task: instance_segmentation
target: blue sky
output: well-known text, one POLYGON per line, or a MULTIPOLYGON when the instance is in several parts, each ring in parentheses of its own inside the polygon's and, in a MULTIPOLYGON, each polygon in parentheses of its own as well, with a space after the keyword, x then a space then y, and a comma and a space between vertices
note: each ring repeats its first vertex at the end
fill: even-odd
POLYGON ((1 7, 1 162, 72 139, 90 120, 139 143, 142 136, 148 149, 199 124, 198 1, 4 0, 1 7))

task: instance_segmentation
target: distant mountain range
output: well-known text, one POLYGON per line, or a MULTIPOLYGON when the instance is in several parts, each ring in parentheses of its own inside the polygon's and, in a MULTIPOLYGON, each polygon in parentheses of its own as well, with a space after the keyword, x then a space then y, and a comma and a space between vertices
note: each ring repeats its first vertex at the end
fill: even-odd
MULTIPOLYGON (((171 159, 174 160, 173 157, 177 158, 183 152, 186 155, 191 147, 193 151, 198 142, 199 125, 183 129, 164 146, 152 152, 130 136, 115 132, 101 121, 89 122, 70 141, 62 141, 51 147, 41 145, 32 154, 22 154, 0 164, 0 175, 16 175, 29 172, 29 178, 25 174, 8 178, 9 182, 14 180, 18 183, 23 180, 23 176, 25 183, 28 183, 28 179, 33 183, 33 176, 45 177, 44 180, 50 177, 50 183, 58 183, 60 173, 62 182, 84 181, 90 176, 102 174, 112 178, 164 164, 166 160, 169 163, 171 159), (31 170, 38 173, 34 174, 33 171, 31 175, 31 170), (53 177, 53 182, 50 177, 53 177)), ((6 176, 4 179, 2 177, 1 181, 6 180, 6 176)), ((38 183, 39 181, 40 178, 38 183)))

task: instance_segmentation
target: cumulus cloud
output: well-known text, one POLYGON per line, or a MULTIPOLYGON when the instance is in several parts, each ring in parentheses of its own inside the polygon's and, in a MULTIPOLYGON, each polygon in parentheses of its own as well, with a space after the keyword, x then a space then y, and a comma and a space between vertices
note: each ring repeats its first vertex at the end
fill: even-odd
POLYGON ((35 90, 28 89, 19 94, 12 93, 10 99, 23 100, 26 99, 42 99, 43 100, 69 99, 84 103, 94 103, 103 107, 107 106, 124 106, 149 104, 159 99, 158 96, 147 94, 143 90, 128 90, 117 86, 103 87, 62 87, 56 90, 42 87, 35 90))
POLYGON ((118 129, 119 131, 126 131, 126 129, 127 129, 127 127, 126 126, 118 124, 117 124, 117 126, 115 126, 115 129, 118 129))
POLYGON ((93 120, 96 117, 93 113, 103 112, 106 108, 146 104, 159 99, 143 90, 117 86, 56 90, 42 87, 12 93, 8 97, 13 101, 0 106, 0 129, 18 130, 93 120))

+===+

§ **What the exercise asks**:
Turn every line of the rows above into a JSON array of strings, one string per line, and omit the blank lines.

§ **Answer for this exercise**:
[
  "task: instance_segmentation",
  "target: blue sky",
  "output: well-known text, one POLYGON per line, or a MULTIPOLYGON when the instance is in several parts, each ring in parentheses of its own inside the polygon's and, in a MULTIPOLYGON, each polygon in parentheses of its own as well, with a space after the keyword, x then a space then y, and a comma and a space between vertices",
  "note: each ring repeats its first vertex at the end",
  "fill: even-odd",
  "POLYGON ((1 7, 1 162, 72 139, 90 120, 139 143, 142 136, 148 149, 199 124, 198 1, 4 0, 1 7))",
  "task: instance_segmentation",
  "target: distant mountain range",
  "output: well-known text, one POLYGON per line, or a MULTIPOLYGON when the instance is in several parts, each ring in parentheses of its own inside the polygon's and, in a MULTIPOLYGON, each polygon in parentheses of its own as well, with a space after the keyword, x then a space then y, and a comma and a space between vertices",
  "note: each ring repeats its first vertex at the end",
  "fill: even-odd",
  "MULTIPOLYGON (((171 159, 174 160, 173 157, 177 158, 183 152, 186 155, 191 147, 193 151, 198 142, 199 125, 183 129, 164 146, 152 152, 130 136, 115 132, 101 121, 89 122, 70 141, 62 141, 51 147, 41 145, 32 154, 22 154, 0 164, 0 175, 16 175, 29 172, 29 178, 25 174, 8 178, 9 182, 14 180, 18 183, 23 180, 23 176, 25 183, 28 183, 28 179, 33 183, 33 176, 45 177, 44 180, 50 177, 50 183, 58 183, 60 173, 62 182, 84 181, 90 176, 102 174, 112 178, 164 164, 166 160, 169 163, 171 159), (31 170, 38 173, 34 174, 33 171, 31 175, 31 170), (53 177, 53 182, 50 177, 53 177)), ((6 176, 4 179, 2 177, 1 181, 6 180, 6 176)), ((38 183, 39 181, 40 178, 38 183)))",
  "task: instance_segmentation",
  "target: cumulus cloud",
  "output: well-known text, one POLYGON per line, or a MULTIPOLYGON when the instance is in several parts, each ring in parentheses of its own inside the polygon's and, in a MULTIPOLYGON, each polygon in parentheses of its own as well, with a space after the keyword, x then a space then y, and a comma and a space between vertices",
  "note: each ring repeats its first vertex at the end",
  "fill: even-odd",
  "POLYGON ((35 90, 28 89, 19 94, 12 93, 10 99, 23 100, 26 99, 42 99, 43 100, 69 99, 84 103, 94 103, 103 107, 107 106, 124 106, 149 104, 159 99, 158 96, 147 94, 143 90, 128 90, 117 86, 103 87, 62 87, 56 90, 42 87, 35 90))",
  "POLYGON ((118 129, 119 131, 126 131, 126 129, 127 129, 127 127, 126 126, 118 124, 117 124, 117 126, 115 126, 115 129, 118 129))",
  "POLYGON ((93 120, 96 117, 93 113, 103 112, 106 108, 146 104, 159 99, 143 90, 117 86, 56 90, 42 87, 12 93, 8 97, 13 101, 0 106, 0 129, 18 130, 93 120))"
]